*What you should do*: Render all of the entries below as a Markdown table with the columns Row and Entry Line, giving each line its own numbered row and omitting blank lines.

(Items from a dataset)

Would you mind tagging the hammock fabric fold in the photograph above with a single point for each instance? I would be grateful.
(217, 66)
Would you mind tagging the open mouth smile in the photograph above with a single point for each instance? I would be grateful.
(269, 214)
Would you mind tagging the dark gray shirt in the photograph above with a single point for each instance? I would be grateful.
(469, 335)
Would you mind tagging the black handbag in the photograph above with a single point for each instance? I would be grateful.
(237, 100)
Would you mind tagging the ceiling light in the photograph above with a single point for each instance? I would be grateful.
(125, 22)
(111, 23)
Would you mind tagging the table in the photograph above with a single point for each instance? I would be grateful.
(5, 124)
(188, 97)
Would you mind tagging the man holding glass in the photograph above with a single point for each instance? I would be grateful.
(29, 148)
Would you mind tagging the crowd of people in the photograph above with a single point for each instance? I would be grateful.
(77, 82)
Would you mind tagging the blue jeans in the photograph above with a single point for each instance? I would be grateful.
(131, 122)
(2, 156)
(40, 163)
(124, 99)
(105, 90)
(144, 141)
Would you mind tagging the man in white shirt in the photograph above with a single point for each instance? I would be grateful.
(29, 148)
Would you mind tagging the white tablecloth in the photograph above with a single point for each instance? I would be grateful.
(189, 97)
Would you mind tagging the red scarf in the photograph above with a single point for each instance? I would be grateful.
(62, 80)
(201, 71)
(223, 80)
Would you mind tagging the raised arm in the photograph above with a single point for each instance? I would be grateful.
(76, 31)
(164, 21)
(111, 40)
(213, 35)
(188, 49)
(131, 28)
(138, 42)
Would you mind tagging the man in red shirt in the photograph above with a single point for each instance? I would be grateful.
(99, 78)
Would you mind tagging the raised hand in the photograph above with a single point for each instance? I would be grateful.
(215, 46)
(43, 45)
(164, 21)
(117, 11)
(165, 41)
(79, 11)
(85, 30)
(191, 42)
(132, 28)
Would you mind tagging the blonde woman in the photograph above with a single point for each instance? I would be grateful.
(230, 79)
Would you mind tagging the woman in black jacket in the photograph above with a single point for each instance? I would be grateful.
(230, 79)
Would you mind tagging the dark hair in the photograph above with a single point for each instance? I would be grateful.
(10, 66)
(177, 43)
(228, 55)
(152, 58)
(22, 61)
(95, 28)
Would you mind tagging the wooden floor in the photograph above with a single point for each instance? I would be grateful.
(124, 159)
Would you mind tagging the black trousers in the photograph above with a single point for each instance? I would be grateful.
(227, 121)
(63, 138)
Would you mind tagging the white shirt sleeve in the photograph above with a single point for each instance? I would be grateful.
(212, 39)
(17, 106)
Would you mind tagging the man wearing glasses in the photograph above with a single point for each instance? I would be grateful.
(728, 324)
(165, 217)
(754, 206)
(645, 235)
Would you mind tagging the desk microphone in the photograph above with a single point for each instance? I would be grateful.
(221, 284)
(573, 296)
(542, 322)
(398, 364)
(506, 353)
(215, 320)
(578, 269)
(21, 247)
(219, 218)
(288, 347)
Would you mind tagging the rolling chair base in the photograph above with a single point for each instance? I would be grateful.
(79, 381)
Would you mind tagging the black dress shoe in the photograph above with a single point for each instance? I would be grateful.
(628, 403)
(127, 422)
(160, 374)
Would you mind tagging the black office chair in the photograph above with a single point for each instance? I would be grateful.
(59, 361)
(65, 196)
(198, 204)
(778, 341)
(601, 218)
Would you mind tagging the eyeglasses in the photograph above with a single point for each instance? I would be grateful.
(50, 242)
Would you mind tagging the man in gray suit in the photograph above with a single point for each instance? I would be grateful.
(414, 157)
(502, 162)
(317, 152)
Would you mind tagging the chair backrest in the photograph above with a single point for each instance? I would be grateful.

*Response*:
| Row | Entry Line |
|---|---|
| 1 | Would you mind tagging the hammock fabric fold in the photograph above with a single point for each instance? I would be grateful. |
| 2 | (217, 66) |
| 3 | Would you mind tagging the open mouth smile in the photograph above with a single point for each instance? I would be grateful. |
| 4 | (269, 214) |
| 5 | Would you mind tagging the dark gray shirt in the photograph above with a single point for each instance? I would be grateful. |
| 6 | (469, 335) |
| 7 | Would you mind tagging the black handbag in the photograph above with a single point for each instance? I would be grateful. |
| 8 | (237, 100) |
| 9 | Would you mind tagging the ceiling light in the photograph above with a single point for each instance? I would be grateful. |
| 10 | (125, 22) |
| 11 | (111, 23) |
| 12 | Would you mind tagging the table in the photograph above with a single point for each instance? I would be grateful. |
| 13 | (5, 124) |
| 14 | (188, 97) |
| 15 | Would you mind tagging the man holding glass in the photograph above with a single point for each instance? I would be grateful. |
| 16 | (29, 148) |
| 17 | Would you mind tagging the crowd of people in the photograph above with a single point for each instance? I would be grateful. |
| 18 | (77, 82) |
| 19 | Would you mind tagging the blue jeans in the photograph above with a single point for each instance? I would be grateful. |
| 20 | (131, 122) |
| 21 | (2, 156) |
| 22 | (40, 163) |
| 23 | (124, 99) |
| 24 | (105, 90) |
| 25 | (144, 141) |
| 26 | Would you mind tagging the man in white shirt in the photograph above with a single point for each instance? I would be grateful. |
| 27 | (29, 148) |
| 28 | Would you mind tagging the white tablecloth in the photograph above with a single point for each instance? I would be grateful. |
| 29 | (189, 97) |
| 30 | Would you mind tagging the red scarf in the photograph above with a single point for each instance? I would be grateful. |
| 31 | (62, 80) |
| 32 | (201, 71) |
| 33 | (223, 80) |
| 34 | Would you mind tagging the raised arm in the photograph above with a single point for each instance? I would be grateful. |
| 35 | (76, 31) |
| 36 | (164, 21) |
| 37 | (111, 40) |
| 38 | (213, 35) |
| 39 | (188, 49) |
| 40 | (131, 28) |
| 41 | (138, 42) |
| 42 | Would you mind tagging the man in red shirt in the photograph above with a single point for each instance? I would be grateful. |
| 43 | (99, 78) |
| 44 | Would you mind tagging the raised hand in the photograph above with a single point for each instance? I would be grateful. |
| 45 | (215, 46) |
| 46 | (43, 45) |
| 47 | (164, 21) |
| 48 | (117, 11) |
| 49 | (165, 41) |
| 50 | (79, 11) |
| 51 | (85, 30) |
| 52 | (191, 42) |
| 53 | (132, 28) |
| 54 | Would you mind tagging the blonde woman in the photograph above with a single point for each instance? I would be grateful. |
| 55 | (230, 79) |
| 56 | Would you mind tagging the woman in black jacket in the photograph above with a single point for each instance? I would be grateful. |
| 57 | (230, 79) |
| 58 | Would you mind tagging the dark hair in the photograph above with a single point for each instance? I would be grateful. |
| 59 | (10, 66) |
| 60 | (177, 43) |
| 61 | (228, 55) |
| 62 | (152, 58) |
| 63 | (22, 61) |
| 64 | (95, 28) |
| 65 | Would you mind tagging the wooden floor in the photograph above with a single point for each instance? I would be grateful. |
| 66 | (124, 159) |
| 67 | Would you mind tagging the black trousers in the photograph above with a single point for each instance? I would be grateful. |
| 68 | (227, 121) |
| 69 | (63, 138) |
| 70 | Would you mind tagging the white shirt sleeve in the photograph above with a single point for each instance? I would be grateful. |
| 71 | (212, 39) |
| 72 | (17, 106) |
| 73 | Would you mind tagging the man wearing glasses in the photograph above with a single point for each instance? I would be grateful. |
| 74 | (728, 324) |
| 75 | (165, 217) |
| 76 | (754, 206) |
| 77 | (645, 235) |
| 78 | Would you mind tagging the desk microphone in the photograph above with a single point for each instance? I would be grateful. |
| 79 | (221, 284) |
| 80 | (573, 296) |
| 81 | (542, 322) |
| 82 | (398, 364) |
| 83 | (506, 353) |
| 84 | (215, 320) |
| 85 | (578, 269) |
| 86 | (21, 247) |
| 87 | (219, 218) |
| 88 | (288, 347) |
| 89 | Would you mind tagging the rolling chair base in the photograph above with a single point for each instance? I would be grateful. |
| 90 | (79, 381) |
| 91 | Would you mind tagging the black dress shoe in the photograph above with a single point for each instance? I would be grateful. |
| 92 | (628, 403) |
| 93 | (127, 422) |
| 94 | (160, 374) |
| 95 | Would you mind tagging the black office chair in the photograph above with a single point for each instance? I would be grateful. |
| 96 | (59, 361) |
| 97 | (65, 196) |
| 98 | (198, 204) |
| 99 | (778, 341) |
| 100 | (601, 218) |
| 101 | Would you mind tagging the eyeglasses in the photograph above with a single point for each instance? I would be grateful. |
| 102 | (50, 242) |
| 103 | Would you mind tagging the man in gray suit in the photograph above with a single point for each instance? I would be grateful. |
| 104 | (414, 157) |
| 105 | (502, 162) |
| 106 | (317, 152) |
| 107 | Would you mind tagging the chair backrest in the photograph above with a single point for each instance? I would be grateful. |